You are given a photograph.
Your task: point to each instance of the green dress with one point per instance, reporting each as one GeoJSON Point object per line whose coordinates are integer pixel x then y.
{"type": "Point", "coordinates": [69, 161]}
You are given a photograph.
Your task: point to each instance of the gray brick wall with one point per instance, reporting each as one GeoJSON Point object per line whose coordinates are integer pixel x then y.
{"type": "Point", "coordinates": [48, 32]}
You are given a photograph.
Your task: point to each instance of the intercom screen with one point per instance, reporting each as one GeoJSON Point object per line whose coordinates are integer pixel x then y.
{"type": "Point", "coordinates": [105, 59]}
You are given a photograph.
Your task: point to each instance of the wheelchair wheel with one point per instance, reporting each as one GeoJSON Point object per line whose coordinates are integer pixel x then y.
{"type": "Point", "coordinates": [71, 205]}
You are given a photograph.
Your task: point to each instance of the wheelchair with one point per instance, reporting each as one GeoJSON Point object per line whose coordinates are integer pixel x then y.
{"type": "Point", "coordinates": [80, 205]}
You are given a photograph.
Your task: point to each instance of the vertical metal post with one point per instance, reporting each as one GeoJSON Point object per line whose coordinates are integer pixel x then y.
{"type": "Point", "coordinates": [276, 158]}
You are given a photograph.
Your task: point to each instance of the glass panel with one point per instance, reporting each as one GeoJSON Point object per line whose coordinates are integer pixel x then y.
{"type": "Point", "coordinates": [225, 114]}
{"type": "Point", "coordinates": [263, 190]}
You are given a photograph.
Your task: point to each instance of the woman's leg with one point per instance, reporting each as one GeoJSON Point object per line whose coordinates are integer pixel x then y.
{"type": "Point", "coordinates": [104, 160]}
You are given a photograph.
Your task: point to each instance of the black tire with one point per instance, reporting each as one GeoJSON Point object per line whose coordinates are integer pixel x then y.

§ **ACTIVITY**: Repeat, word for word, all of the data shown above.

§ **SOLUTION TO THE PROBLEM**:
You are given a photograph.
Your task: point to each instance of the green dress with one point per instance, reporting each as one GeoJSON Point object per line whose coordinates are integer pixel x then y.
{"type": "Point", "coordinates": [69, 161]}
You are given a photograph.
Your task: point to each instance of the gray brick wall with one point per instance, reporting each as one GeoJSON Point object per line whose coordinates are integer pixel x then y.
{"type": "Point", "coordinates": [48, 32]}
You are given a photograph.
Your task: point to each instance of the intercom screen with one point per instance, reporting each as one GeoJSON Point object per line whose coordinates are integer pixel x then y.
{"type": "Point", "coordinates": [105, 59]}
You are given a photograph.
Your task: point to each instance of the wheelchair wheel with one point per instance, reporting each as one GeoJSON Point object per line whose coordinates are integer pixel x then y.
{"type": "Point", "coordinates": [71, 205]}
You are given a photograph.
Your task: point to each instance of the wheelchair with one point per instance, reporting each as one GeoJSON Point object per line whose coordinates are integer pixel x then y.
{"type": "Point", "coordinates": [80, 205]}
You are given a photograph.
Your task: point to each instance of the vertical metal post with one point per instance, reporting each as one GeoJSON Point object per line whose coordinates are integer pixel x then y.
{"type": "Point", "coordinates": [276, 158]}
You are given a photograph.
Your task: point to each instance of the glass panel with one point per instance, reporting each as one GeoJSON Point object per line whose coordinates are integer pixel x then y.
{"type": "Point", "coordinates": [225, 114]}
{"type": "Point", "coordinates": [263, 190]}
You are given a photograph.
Your task: point to each instance of the woman's leg with one point per instance, reporting each as one GeoJSON Point object per line whose coordinates are integer pixel x then y.
{"type": "Point", "coordinates": [104, 160]}
You are given a photograph.
Your task: point to each instance of the black tire with one point per instance, reporting each as one GeoJSON Point object per line whose coordinates are integer pixel x then y.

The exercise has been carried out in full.